Задание =>
Определите, соответствуют ли утверждения 1., 2. и 3. отрывку о Бейт ха-Араве, и для каждого ответьте «да» или «нет», приведя точную цитату из текста, которая это решает.
1. Рано утром 19 мая жители отправились на барже в район Сдома.
2. На баржу люди взяли с собой всё своё имущество.
3. Исраэль Рабинович снова оказался в этом месте в 1967 году.

━━━ Отрывок текста ━━━

Конечно, не все здесь выдерживали, некоторые уезжали. Поскольку я был идеалистом, то остался. А потом наступил конец. В ночь на 15 мая 1948 года мы увидели множество огней на дороге, ведущей в Иерихон. О том, что с провозглашением Государства Израиль война неизбежна, знали все, но увидеть своими глазами, как Иорданский легион движется в направлении Иерусалима, и это происходит всего в девяти километрах от тебя... Настроение было подавленное. Одни говорили, что надо уходить, чтобы не погибнуть, как в Кфар-Эционе, другие считали, что следует остаться и оказать сопротивление. Как бы там ни было, но постепенно начали сворачиваться: матерей с детьми эвакуировали в центр страны, руководство компании «Палестайн поташ лимитед» уволило рабочих и свернуло производство. Рано утром 19 мая мы поднялись на баржу и отправились в район Сдома. Плыли не меньше восьми часов под палящим солнцем. Меня не покидало ощущение, что если мы спасемся, то только чудом — иорданцы ведь вполне могли накрыть баржу артиллерией, или нанести удар с воздуха.

КОНЕЦ БЕЙТ- ХА-АРАВЫ. ПРОДОЛЖЕНИЕ

...Они ушли, припрятав в канавах под слоем земли самое ценное. Дома со всем скарбом, пруды, полные рыбы, теплицы с овощами — все осталось нетронутым. На баржу поднимались налегке, без вещей. Взяли с собой только оружие, которое могло пригодиться в пути и при защите Сдома.

О том, что случилось с поселением, его жители узнали позже благодаря фотографиям: местные арабы и бедуины растащили все дома и хозяйственные строения по камню. Высохли лишенные полива растения, и цветущая Бейт ха-Арава снова превратилась в гиблое место.

Исраэль Рабинович попал сюда вновь в 1967-м, после Шестидневной войны. Кроме очертаний фундамента и могил, здесь ничего уже не было.

━━━ Данные записи ━━━

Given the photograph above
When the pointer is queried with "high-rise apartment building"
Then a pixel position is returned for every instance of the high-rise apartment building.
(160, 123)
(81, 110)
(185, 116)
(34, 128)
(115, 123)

━━━
━━━ Данные записи ━━━

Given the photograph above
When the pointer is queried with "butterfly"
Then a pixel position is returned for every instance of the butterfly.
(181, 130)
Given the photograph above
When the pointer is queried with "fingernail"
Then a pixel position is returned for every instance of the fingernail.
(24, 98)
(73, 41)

━━━

Ответ к заданию =>
1. Да: «Рано утром 19 мая мы поднялись на баржу и отправились в район Сдома».
2. Нет: «На баржу поднимались налегке, без вещей».
3. Да: «Исраэль Рабинович попал сюда вновь в 1967-м, после Шестидневной войны».